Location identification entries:

━━━━━━━━━━━━━━━━━━━━━━━━━━━━━━

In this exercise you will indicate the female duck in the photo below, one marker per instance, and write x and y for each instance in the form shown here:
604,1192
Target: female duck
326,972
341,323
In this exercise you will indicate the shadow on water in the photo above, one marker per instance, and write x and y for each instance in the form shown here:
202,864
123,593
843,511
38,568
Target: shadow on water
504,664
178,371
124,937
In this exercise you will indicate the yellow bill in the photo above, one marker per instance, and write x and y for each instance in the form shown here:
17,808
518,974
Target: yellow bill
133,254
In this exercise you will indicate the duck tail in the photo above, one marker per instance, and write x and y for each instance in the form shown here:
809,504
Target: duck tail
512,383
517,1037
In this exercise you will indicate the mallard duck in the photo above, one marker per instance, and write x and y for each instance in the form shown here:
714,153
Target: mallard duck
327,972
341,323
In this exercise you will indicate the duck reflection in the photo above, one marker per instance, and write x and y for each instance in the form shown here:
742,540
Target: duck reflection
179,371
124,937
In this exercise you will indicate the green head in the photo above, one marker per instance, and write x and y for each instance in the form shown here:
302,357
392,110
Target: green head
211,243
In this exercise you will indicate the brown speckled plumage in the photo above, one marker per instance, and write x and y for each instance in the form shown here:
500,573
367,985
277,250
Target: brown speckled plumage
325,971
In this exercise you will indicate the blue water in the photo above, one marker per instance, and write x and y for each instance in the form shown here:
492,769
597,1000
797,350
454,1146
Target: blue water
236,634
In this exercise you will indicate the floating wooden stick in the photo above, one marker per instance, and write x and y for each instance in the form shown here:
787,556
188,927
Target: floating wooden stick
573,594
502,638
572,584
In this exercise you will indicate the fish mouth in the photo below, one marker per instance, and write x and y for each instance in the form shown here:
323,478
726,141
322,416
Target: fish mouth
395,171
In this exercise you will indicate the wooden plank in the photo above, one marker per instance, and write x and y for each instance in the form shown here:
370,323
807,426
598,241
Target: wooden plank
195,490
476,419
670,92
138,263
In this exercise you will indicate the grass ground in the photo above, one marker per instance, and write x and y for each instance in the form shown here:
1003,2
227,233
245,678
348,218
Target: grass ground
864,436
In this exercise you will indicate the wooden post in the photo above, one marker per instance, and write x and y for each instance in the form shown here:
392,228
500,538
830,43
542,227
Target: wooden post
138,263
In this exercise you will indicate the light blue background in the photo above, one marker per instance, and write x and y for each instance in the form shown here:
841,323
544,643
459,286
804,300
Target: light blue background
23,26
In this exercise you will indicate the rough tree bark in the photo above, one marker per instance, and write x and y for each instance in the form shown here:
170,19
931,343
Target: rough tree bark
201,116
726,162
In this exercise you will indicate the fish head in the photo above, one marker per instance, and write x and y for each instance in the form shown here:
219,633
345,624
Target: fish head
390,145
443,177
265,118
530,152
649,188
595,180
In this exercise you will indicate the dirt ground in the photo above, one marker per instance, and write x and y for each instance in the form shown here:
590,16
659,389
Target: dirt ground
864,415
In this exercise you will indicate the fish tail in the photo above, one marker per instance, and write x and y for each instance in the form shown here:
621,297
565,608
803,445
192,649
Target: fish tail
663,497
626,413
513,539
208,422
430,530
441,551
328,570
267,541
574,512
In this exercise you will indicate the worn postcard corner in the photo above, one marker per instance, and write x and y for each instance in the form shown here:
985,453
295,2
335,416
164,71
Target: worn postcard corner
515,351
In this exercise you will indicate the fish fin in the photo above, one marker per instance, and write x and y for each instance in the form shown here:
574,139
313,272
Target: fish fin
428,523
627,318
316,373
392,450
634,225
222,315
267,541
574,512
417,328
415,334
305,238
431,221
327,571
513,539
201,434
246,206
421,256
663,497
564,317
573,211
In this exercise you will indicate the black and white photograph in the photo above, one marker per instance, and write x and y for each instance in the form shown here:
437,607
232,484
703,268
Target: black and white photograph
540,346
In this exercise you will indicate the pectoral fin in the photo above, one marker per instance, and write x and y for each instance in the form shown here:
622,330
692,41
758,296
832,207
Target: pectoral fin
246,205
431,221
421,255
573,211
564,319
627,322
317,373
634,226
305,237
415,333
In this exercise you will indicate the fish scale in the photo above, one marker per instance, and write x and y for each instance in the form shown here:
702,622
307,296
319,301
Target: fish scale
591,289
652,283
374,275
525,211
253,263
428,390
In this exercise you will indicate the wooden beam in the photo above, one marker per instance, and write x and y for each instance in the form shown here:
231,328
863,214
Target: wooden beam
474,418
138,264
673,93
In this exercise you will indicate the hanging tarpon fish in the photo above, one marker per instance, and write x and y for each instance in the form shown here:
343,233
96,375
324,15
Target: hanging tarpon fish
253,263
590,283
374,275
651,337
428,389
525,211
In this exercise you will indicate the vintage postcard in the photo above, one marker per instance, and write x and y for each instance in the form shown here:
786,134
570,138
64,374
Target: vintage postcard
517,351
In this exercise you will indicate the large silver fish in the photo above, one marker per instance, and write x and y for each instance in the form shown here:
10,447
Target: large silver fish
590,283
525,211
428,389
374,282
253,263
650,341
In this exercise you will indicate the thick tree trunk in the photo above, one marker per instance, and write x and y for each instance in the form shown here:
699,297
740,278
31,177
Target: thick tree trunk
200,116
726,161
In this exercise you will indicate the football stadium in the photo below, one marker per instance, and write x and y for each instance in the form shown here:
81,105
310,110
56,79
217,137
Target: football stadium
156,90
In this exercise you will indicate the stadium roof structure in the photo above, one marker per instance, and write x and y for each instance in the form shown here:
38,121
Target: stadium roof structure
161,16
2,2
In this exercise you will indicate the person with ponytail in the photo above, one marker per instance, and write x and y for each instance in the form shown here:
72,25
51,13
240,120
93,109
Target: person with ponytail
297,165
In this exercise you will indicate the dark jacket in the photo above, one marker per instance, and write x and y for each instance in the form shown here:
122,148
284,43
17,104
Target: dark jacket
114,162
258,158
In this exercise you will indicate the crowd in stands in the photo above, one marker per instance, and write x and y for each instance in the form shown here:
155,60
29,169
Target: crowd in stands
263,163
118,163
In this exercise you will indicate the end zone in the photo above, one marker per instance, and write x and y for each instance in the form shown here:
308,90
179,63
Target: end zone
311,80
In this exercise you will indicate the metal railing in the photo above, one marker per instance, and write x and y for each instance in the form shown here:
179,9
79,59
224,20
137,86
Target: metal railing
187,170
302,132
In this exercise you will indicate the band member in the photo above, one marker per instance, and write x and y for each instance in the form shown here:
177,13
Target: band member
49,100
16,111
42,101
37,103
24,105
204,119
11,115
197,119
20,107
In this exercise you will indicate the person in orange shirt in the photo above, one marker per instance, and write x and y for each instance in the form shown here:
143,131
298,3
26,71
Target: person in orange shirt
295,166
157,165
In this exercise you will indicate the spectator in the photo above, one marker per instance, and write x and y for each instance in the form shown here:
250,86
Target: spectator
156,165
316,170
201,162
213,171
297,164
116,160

━━━━━━━━━━━━━━━━━━━━━━━━━━━━━━

--- Written exercise ---
Copy out exactly the lines running from the line with "In this exercise you will indicate the end" to the end of the records, inclusive.

--- Answer ---
In this exercise you will indicate the end zone in the photo above, one marker per instance, and write x and y for each instance in the form shown here:
308,90
179,63
Target: end zone
311,80
In this exercise you will indicate the metal railing in the photo above, one marker per instance, and write x and y for each instance in the form shown here:
179,9
79,59
224,20
137,86
Target: metal railing
187,170
302,132
In this exercise you will indicate the band member in the photo above, one marker per instance, and write x and y for each instance in the form shown here:
177,13
Target: band member
49,100
16,111
42,101
37,103
24,105
204,119
11,115
197,119
20,107
In this exercise you will indicate the person in orange shirt in the photo above, one marker per instance, and write x and y for each instance in the form shown here:
143,131
298,3
26,71
Target: person in orange shirt
295,166
157,165
In this exercise you will indicate the spectator in the photo above, one marker per instance, and write x and y for each instance in the form shown here:
250,86
Target: spectator
156,165
316,170
201,162
213,171
297,164
116,160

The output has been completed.